* **Your task**
Repeat word for word the passage of the question on sanitizing untrusted input for an XML message, from "Consider the following" up to and including "from untrusted sources)?".

2

Consider the following code:

private XmlDocument CreateMessage(string dirtyInput)
    {
        XmlDocument xd = new XmlDocument();
        string str = @"<Message><Request>%REQ%</Request><Message>";        
        str = str.Replace("%REQ%", dirtyInput);
        xd.LoadXml(str);
        return xd;
    }

What steps should I take to sanitize/validate this dirtyInput string (it can come from untrusted sources)?

EDIT:

To provide a bit more context, this XML "message" is then being sent (by me) to a third party web service. I am mostly concerned with the mitigating the risk that someone could pass me a string that could possibly exploit vulnerabilities in my XML parser, or perhaps even in the parser on the target [third party] end (to whom I am sending this message). So clearly I could focus on special XML characters like < > & etc. -- do I also need to worry about escaped/encoded forms of those characters? Is the SecurityElement.Escape method mentioned in the possible dupe link adequate for this?

Segmentation labeling entries
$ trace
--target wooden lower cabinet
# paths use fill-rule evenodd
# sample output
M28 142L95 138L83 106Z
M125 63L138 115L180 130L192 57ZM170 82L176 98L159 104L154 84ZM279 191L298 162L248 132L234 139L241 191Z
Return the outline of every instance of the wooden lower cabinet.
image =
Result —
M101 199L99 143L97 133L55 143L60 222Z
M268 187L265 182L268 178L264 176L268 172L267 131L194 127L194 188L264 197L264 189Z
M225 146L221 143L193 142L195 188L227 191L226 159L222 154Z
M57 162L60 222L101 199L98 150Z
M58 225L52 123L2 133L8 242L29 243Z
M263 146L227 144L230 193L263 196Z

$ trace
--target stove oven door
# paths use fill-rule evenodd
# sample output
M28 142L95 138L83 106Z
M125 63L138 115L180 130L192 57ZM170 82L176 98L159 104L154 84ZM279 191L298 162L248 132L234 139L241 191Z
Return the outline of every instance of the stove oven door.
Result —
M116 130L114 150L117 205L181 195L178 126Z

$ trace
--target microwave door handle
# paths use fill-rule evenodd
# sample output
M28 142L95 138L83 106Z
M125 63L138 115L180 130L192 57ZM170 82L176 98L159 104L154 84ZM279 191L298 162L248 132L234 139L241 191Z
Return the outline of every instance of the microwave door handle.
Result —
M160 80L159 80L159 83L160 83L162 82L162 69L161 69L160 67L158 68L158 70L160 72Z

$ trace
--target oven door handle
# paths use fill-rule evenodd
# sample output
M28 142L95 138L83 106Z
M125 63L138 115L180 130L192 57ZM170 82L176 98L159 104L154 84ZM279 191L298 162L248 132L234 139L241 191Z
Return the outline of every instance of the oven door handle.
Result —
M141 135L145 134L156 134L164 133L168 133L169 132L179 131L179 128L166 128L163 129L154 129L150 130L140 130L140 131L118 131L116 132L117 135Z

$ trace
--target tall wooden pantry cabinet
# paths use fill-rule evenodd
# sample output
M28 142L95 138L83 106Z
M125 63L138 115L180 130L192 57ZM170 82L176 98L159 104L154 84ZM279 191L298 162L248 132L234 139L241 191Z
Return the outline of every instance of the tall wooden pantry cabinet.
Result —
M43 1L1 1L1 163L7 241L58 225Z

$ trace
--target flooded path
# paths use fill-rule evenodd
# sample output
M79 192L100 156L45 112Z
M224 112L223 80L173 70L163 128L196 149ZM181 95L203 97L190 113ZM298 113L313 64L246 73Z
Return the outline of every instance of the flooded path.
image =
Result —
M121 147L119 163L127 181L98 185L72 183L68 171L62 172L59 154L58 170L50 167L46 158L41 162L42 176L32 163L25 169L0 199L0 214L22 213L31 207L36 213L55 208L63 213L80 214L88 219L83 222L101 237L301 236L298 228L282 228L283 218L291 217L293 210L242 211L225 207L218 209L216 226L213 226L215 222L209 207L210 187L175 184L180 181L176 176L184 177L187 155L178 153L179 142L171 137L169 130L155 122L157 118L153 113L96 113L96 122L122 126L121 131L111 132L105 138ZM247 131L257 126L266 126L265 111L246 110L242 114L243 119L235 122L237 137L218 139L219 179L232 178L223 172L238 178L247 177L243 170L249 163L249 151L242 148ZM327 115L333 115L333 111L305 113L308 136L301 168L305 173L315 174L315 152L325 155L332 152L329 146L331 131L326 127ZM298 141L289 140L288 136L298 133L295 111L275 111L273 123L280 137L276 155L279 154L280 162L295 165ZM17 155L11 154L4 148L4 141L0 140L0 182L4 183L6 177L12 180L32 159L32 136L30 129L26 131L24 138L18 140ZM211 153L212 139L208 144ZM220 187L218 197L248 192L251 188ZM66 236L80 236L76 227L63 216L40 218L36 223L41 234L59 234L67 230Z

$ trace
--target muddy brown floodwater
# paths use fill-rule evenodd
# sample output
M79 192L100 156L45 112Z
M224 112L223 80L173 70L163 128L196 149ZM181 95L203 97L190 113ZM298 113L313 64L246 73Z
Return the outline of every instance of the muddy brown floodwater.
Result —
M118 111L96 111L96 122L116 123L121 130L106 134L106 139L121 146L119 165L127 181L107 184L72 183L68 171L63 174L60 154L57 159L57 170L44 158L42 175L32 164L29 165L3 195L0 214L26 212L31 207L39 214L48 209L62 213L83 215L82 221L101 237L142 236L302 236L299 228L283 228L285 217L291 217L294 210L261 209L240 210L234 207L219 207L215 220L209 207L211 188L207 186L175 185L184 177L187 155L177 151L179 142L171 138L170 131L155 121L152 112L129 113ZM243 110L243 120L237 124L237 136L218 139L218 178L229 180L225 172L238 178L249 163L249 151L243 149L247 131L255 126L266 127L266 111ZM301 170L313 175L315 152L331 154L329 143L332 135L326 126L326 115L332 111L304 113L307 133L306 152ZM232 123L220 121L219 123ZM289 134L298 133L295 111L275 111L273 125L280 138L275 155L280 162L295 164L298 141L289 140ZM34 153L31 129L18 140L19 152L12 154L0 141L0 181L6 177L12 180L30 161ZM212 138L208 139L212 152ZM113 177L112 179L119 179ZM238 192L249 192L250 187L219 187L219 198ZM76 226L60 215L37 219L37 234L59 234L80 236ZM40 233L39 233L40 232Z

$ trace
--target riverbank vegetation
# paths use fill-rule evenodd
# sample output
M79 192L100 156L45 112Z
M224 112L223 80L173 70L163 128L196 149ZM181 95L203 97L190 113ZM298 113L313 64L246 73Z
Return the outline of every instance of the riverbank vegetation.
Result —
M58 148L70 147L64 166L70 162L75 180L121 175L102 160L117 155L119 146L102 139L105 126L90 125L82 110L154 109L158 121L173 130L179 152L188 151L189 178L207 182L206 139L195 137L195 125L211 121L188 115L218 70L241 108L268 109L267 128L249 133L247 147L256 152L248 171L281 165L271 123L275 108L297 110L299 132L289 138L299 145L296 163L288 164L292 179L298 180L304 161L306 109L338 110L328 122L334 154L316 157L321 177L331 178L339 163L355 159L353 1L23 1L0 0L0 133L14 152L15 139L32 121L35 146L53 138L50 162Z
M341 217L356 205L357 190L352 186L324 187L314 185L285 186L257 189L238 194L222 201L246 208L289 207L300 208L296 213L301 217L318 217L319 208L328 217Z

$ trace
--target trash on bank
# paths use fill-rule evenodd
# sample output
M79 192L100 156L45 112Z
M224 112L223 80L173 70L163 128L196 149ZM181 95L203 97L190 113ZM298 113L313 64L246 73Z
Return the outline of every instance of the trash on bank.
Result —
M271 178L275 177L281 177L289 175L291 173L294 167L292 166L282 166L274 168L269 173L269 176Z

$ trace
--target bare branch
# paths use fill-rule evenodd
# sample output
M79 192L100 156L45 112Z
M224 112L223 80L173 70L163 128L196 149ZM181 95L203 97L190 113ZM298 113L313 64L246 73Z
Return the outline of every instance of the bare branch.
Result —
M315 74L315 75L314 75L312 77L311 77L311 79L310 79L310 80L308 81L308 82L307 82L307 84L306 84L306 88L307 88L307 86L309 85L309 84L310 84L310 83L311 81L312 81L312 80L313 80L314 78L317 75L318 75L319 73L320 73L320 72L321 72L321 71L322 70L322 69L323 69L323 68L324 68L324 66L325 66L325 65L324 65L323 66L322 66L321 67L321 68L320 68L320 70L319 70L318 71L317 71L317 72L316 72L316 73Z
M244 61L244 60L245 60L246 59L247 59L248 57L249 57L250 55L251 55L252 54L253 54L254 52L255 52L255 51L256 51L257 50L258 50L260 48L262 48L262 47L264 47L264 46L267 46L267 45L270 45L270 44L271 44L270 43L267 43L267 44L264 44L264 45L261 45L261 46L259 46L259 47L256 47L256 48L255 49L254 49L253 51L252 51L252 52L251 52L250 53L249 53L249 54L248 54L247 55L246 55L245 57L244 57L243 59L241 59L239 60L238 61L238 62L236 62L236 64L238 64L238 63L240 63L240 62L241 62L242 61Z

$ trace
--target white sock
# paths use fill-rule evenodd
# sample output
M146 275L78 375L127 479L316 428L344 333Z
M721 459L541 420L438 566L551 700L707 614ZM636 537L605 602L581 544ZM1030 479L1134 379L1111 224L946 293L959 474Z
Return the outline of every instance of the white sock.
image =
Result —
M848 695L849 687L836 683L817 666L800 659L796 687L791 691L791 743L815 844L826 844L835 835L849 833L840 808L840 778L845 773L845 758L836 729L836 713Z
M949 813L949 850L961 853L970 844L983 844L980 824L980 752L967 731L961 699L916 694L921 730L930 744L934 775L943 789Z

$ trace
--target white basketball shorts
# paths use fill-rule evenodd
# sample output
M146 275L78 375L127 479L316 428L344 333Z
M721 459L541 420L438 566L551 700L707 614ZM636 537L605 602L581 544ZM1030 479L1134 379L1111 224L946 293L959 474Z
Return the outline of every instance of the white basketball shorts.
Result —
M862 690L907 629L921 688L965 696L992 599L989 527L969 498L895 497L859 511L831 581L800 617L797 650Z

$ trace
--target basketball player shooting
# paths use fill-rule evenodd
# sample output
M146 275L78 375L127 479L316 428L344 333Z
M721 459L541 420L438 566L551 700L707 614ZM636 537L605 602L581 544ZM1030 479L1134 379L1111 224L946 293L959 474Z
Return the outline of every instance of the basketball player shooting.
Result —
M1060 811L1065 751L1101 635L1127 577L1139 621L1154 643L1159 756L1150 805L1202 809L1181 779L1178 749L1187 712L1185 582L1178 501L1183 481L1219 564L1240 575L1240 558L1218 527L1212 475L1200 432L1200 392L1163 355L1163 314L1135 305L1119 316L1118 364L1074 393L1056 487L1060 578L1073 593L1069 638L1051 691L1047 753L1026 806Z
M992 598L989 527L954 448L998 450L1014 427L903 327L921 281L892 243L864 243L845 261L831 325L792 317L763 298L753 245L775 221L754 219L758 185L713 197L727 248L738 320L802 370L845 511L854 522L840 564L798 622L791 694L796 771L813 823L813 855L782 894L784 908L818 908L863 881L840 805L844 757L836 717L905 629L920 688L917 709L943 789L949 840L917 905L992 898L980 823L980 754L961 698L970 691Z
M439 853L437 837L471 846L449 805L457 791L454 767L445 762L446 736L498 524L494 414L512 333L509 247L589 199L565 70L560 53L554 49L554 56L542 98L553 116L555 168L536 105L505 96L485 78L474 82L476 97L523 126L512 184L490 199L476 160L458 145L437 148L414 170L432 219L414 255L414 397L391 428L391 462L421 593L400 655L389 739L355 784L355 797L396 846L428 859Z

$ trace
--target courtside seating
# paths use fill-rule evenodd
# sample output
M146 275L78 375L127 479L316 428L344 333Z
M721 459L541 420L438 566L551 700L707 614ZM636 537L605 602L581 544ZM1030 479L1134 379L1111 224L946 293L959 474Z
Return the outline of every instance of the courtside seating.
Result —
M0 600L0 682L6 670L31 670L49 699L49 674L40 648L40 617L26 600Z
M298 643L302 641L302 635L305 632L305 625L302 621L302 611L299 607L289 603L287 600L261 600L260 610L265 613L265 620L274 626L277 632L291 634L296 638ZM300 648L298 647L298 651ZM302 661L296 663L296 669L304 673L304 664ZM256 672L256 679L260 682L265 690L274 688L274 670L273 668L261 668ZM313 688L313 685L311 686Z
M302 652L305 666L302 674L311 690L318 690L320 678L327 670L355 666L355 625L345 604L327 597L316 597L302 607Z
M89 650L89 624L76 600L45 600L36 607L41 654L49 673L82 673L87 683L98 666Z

* **Task solution**
Consider the following code:

private XmlDocument CreateMessage(string dirtyInput)
    {
        XmlDocument xd = new XmlDocument();
        string str = @"<Message><Request>%REQ%</Request><Message>";        
        str = str.Replace("%REQ%", dirtyInput);
        xd.LoadXml(str);
        return xd;
    }

What steps should I take to sanitize/validate this dirtyInput string (it can come from untrusted sources)?